- _GIVEN TEXT_
# Warning graphic picture! Look what we found dead on the side of the road.



## Coppersimon (Feb 1, 2013)

This morning driving along Heathcote Rd in southern Sydney we noticed this guy dead on the side of the road. What struck us was how big it was.


----------



## rockett85 (Feb 1, 2013)

Thats a big boa. Makes you wonder how many exotics are out there in the wild!


----------



## Asharee133 (Feb 1, 2013)

that poor boa :c


----------



## Justdragons (Feb 1, 2013)

I often wonder that aswell, and how they get here and out again.. in a recent episode of snakebytes bryan shows a albino darwin carpet and says that they only just got them 2 years ago there... does this mean they were smuggled out? or would they have just popped out of a clutch..


----------



## spinner_collis (Feb 1, 2013)

Justdragons said:


> I often wonder that aswell, and how they get here and out again.. in a recent episode of snakebytes bryan shows a albino darwin carpet and says that they only just got them 2 years ago there... does this mean they were smuggled out? or would they have just popped out of a clutch..



Of course they popped out of a clutch!


----------



## saintanger (Feb 1, 2013)

exotics are escaping and being released, so this does not shock me at all. we will see more and more in the next few years.


----------



## Burnerism (Feb 1, 2013)

Maybe they have a smugglers convention at the airport Hilton. Ill swap you this jag for your albino? Lol


----------



## fourexes (Feb 1, 2013)

Thanks simon I found that quite interesting & slightly disturbing. (Less the gore more the reality of released exotics)


----------



## solar 17 (Feb 1, 2013)

There is a popular herping spot NW of Brisbane where several people have reported seeing corns.....solar 17


----------



## Dendrobates (Feb 1, 2013)

It's common knowledge that exotics are out there, and in huge numbers too. Nothing can be done about it, an escaped boa in Sydney is just as bad as an escaped woma in Sydney.


----------



## geckodan (Feb 1, 2013)

solar 17 said:


> There is a popular herping spot NW of Brisbane where several people have reported seeing corns.....solar 17



Would that be a place named after a certain coloured rock?


----------



## galeru (Feb 1, 2013)

aww poor boa


----------



## BIGBANG (Feb 1, 2013)

is it mostly exotic pythons out there i have never known of anyone to have exotics although i know they are out there, or is one day a snake catcher gunna get a call out and be faced with a cobra or gaboon viper??

- _Region labeling entries_

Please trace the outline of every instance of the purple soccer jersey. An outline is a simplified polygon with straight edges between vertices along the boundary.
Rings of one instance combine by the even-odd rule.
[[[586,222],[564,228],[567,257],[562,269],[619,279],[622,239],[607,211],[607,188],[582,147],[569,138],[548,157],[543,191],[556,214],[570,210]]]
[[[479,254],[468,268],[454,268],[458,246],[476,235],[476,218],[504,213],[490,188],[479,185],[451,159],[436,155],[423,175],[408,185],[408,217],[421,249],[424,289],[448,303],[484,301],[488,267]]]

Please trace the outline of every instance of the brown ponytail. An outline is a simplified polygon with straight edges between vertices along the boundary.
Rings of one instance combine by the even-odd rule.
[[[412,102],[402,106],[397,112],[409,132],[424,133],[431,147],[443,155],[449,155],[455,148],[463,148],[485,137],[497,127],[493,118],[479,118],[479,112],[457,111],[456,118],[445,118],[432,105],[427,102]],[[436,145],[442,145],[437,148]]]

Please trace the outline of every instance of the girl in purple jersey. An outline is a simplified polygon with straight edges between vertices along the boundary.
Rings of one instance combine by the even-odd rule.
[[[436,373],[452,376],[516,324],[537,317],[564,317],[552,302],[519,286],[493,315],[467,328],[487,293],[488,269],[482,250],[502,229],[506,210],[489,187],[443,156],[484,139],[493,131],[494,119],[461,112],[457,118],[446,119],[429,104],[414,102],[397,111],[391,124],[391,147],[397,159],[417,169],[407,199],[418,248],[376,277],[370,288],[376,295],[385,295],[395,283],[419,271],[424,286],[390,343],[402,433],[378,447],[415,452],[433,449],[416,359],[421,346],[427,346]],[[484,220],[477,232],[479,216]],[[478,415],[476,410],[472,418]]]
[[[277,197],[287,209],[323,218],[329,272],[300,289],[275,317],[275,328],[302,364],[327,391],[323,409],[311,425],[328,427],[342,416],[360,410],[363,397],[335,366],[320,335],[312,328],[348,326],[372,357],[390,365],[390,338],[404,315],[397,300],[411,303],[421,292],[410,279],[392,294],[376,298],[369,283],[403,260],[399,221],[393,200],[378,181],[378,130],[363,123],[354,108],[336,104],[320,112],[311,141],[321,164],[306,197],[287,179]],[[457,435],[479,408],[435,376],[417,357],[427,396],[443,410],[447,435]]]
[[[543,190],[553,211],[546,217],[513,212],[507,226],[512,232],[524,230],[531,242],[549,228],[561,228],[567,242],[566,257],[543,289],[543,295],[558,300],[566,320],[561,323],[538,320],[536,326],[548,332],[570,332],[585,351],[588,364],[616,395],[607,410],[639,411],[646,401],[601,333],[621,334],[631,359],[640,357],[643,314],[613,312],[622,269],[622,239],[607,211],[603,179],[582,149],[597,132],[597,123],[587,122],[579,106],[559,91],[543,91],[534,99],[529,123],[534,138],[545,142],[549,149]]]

- _WORK TO BE COMPLETED_
Reproduce the forum thread about the roadside boa above, from "## Burnerism (Feb" to "of released exotics)".

- _WRITTEN RESPONSE_
## Burnerism (Feb 1, 2013)

Maybe they have a smugglers convention at the airport Hilton. Ill swap you this jag for your albino? Lol


----------



## fourexes (Feb 1, 2013)

Thanks simon I found that quite interesting & slightly disturbing. (Less the gore more the reality of released exotics)